(begin)
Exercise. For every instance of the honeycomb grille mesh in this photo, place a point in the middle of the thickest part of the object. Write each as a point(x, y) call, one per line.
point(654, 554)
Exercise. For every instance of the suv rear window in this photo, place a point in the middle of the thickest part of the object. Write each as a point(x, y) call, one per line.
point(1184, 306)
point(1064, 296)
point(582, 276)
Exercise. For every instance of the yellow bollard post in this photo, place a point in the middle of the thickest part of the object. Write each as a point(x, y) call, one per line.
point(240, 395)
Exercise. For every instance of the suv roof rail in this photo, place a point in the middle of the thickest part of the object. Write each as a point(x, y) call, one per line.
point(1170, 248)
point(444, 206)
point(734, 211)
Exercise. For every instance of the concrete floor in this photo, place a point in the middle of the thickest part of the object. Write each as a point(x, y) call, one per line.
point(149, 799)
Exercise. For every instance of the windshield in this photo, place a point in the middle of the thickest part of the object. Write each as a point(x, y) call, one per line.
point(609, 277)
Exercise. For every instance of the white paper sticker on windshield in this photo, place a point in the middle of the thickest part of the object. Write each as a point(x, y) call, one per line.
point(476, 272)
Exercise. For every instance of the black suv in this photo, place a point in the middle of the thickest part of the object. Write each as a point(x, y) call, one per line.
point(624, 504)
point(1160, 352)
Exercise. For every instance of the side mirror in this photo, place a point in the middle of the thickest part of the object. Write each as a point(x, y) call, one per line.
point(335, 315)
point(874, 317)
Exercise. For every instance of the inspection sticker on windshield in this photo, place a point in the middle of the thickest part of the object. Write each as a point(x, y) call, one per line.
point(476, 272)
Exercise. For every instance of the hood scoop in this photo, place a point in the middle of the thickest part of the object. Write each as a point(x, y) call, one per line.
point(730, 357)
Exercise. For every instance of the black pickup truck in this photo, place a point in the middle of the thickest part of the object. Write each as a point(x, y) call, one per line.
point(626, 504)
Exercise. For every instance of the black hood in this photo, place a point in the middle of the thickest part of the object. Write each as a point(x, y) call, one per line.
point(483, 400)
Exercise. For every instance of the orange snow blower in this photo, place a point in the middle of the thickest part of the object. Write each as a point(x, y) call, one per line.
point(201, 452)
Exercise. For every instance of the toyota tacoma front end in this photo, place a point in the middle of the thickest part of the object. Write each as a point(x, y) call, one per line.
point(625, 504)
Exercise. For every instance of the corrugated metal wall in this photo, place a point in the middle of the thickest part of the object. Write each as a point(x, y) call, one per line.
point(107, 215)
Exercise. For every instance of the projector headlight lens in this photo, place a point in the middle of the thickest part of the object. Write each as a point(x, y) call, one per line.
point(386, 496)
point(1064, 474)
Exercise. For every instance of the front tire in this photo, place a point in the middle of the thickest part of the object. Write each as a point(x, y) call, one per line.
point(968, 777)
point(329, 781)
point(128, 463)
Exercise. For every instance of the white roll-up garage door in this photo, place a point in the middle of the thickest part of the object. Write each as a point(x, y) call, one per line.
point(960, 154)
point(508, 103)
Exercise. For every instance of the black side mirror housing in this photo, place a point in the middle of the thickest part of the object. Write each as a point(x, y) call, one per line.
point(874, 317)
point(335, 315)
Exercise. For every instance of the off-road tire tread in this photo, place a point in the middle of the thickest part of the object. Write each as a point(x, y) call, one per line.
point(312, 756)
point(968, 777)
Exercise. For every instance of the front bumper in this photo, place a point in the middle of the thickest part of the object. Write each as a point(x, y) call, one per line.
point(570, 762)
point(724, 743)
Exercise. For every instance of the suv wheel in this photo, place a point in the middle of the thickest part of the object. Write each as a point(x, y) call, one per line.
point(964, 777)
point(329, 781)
(end)
(begin)
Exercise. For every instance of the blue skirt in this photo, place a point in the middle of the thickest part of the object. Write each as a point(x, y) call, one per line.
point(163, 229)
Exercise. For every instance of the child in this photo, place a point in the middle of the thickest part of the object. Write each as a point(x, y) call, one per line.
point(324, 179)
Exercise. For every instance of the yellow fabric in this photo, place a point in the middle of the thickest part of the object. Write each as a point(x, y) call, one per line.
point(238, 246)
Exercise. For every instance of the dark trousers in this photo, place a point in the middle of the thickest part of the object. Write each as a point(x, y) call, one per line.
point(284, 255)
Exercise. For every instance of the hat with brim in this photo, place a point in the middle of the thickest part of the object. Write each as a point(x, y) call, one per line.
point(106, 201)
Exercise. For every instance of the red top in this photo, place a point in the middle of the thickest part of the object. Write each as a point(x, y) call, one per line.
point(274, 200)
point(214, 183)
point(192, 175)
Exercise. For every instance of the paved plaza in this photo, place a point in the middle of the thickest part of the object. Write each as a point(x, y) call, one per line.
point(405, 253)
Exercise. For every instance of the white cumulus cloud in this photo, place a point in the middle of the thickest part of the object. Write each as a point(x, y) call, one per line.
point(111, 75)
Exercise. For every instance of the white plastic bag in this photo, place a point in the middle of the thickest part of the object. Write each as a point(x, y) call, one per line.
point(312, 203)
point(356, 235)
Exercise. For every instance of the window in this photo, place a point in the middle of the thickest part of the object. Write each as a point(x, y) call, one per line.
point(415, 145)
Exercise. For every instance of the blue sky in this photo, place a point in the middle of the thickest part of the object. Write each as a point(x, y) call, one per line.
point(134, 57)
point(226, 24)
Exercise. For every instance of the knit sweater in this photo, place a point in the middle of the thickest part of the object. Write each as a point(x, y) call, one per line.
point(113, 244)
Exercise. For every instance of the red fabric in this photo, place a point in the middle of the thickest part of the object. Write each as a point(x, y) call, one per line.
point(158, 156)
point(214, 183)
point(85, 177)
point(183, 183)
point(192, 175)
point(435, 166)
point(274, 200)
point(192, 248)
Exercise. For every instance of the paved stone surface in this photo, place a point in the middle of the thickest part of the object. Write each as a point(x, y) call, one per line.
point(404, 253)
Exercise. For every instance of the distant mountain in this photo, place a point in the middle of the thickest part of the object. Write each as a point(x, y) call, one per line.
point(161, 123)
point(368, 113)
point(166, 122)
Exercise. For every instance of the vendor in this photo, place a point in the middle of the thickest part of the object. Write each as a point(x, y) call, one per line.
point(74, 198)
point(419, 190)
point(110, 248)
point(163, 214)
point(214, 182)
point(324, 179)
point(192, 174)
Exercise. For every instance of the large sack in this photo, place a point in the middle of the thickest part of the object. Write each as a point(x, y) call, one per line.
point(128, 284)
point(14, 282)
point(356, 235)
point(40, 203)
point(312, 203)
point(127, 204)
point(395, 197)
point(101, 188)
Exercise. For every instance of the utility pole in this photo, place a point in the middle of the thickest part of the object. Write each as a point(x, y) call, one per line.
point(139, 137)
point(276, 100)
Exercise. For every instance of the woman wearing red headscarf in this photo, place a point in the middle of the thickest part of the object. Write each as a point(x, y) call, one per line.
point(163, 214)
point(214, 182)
(end)
(begin)
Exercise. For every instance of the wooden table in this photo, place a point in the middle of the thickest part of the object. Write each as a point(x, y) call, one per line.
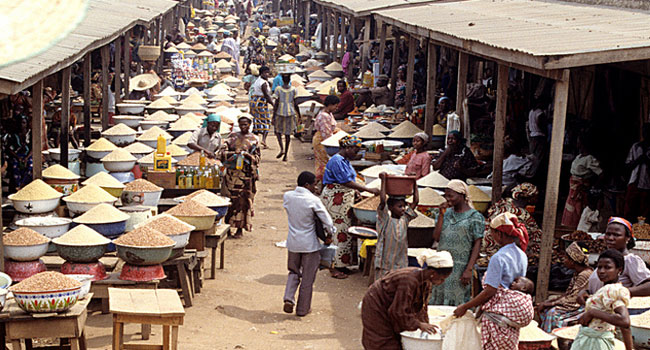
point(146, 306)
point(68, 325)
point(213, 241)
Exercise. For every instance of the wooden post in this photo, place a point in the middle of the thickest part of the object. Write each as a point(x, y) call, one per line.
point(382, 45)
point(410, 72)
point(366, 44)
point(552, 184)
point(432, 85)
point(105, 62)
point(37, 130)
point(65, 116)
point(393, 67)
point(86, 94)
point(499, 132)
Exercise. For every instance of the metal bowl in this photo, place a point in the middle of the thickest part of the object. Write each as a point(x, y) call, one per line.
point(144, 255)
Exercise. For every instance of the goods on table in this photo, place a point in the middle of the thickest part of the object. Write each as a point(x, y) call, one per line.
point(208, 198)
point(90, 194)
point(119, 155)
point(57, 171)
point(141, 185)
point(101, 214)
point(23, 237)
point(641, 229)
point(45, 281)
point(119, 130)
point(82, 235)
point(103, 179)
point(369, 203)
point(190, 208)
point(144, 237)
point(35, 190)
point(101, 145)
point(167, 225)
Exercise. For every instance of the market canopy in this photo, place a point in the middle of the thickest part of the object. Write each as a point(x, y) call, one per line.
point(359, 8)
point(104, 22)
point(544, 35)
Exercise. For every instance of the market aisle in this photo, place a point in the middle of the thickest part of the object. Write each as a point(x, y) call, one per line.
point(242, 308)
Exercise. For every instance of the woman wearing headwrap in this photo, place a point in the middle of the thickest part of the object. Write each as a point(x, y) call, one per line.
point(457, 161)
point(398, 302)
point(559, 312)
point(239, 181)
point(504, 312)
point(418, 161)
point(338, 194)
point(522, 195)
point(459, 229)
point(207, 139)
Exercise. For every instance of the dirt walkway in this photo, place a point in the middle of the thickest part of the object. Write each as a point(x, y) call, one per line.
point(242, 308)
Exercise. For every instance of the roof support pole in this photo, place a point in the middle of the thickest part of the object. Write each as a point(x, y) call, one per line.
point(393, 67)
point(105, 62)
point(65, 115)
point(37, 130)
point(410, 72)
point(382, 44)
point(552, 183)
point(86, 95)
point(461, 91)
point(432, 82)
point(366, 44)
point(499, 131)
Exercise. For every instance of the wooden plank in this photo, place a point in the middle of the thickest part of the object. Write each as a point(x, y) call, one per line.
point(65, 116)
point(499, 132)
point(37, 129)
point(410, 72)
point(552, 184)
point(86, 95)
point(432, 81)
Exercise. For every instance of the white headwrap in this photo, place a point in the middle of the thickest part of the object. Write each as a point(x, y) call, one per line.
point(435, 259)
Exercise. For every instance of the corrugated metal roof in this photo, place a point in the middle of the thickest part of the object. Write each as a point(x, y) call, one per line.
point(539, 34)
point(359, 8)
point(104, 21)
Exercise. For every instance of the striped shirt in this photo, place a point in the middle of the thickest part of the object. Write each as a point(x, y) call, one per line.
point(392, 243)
(end)
◆ **INSTRUCTIONS TO FOLLOW**
Recast the part of the listing above, everything from the line containing "Exercise. For every instance of the wooden post" down to the line containing "point(144, 255)", as a Markdown table with the columns Row and Line, leaving out any blank lines.

◆ **TASK OUTPUT**
| Row | Line |
|---|---|
| 1 | Exercise. For every instance of the wooden post in this photo, place a point in the middle of the thickest part of the object. Write each as a point(x, y) call, one per line. |
| 2 | point(382, 45) |
| 3 | point(410, 72) |
| 4 | point(366, 44) |
| 5 | point(552, 184) |
| 6 | point(432, 85) |
| 7 | point(105, 62) |
| 8 | point(37, 130) |
| 9 | point(65, 116) |
| 10 | point(393, 67) |
| 11 | point(86, 94) |
| 12 | point(499, 132) |
| 13 | Exercise. For every instance of the metal bowl in this photo, place a point in the middle of the thickest part of the object. Write each as a point(x, y) call, one per line. |
| 14 | point(144, 255) |